DATASET RECORDS section start

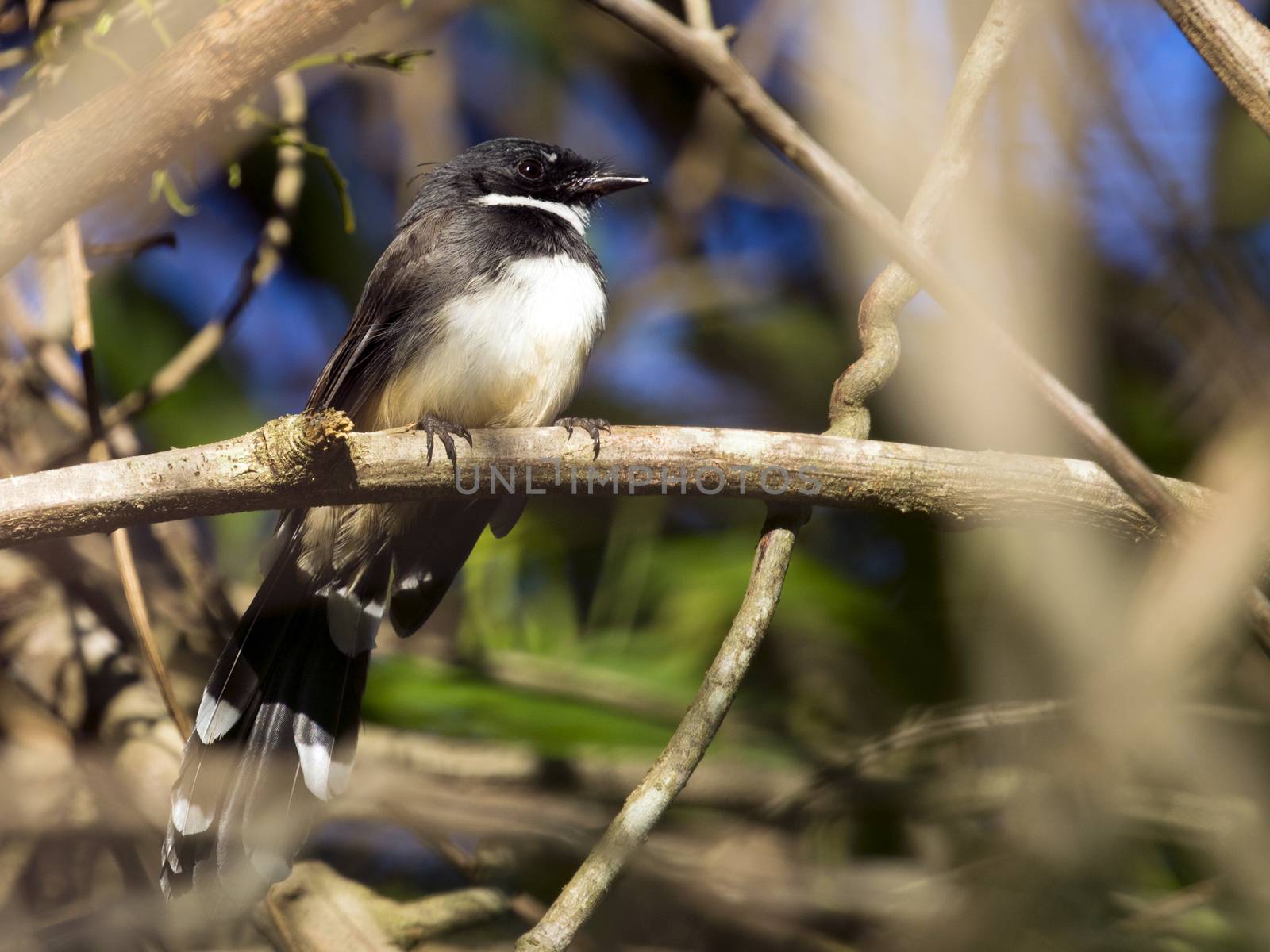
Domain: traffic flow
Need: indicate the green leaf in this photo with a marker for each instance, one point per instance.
(162, 184)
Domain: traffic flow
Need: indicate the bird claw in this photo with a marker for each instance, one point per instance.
(591, 424)
(435, 427)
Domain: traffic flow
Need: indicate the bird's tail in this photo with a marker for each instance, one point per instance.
(276, 731)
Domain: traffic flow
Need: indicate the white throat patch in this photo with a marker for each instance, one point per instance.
(577, 216)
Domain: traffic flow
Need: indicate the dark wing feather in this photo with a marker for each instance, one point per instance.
(417, 271)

DATASET RECORDS section end

TASK DIRECTIONS ▸
The answer must be the line containing "Need: indicate the white" and every line after it to the end of the data, each set down exactly.

ANSWER SPACE ▸
Need: indicate the white throat patch in this photo with a marker for each instance, one point per instance.
(577, 216)
Domain: traffic flow
Need: indicate the dark wing feather in this photo with a marker for each instance, one point per instance.
(417, 271)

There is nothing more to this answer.